* WHAT YOU WILL DO *
Copy out the entries exactly, from the first line to the last.

* DATA FOR REVIEW *
********************
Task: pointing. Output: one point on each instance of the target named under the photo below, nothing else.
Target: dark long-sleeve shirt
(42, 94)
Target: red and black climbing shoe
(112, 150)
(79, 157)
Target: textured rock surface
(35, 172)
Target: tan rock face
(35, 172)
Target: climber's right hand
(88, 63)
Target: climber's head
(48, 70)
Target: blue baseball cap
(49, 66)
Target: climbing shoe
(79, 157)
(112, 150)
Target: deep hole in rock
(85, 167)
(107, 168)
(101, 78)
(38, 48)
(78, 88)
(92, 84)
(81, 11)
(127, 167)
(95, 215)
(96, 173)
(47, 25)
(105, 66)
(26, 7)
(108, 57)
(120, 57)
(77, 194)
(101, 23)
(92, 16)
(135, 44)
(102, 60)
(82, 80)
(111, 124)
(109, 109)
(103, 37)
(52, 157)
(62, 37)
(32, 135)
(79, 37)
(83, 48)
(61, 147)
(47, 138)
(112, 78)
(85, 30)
********************
* ANSWER *
Task: pointing. Output: one point on each instance of the target named under the photo below, nothing else.
Target: dark long-sleeve shirt
(42, 94)
Target: red and black climbing shoe
(112, 150)
(79, 157)
Target: textured rock surface
(35, 172)
Target: tan rock face
(35, 172)
Target: climber's right hand
(88, 63)
Target: climber's head
(48, 70)
Target: blue baseball cap
(49, 66)
Target: climbing shoe
(79, 157)
(112, 150)
Target: deep hole in rock
(85, 167)
(107, 168)
(101, 78)
(38, 48)
(78, 88)
(92, 84)
(81, 11)
(127, 167)
(95, 215)
(96, 173)
(47, 25)
(105, 66)
(26, 7)
(108, 57)
(120, 57)
(77, 194)
(101, 23)
(92, 16)
(135, 44)
(102, 60)
(82, 80)
(111, 124)
(109, 109)
(103, 37)
(52, 157)
(62, 37)
(32, 135)
(79, 37)
(83, 48)
(61, 147)
(47, 138)
(112, 78)
(85, 30)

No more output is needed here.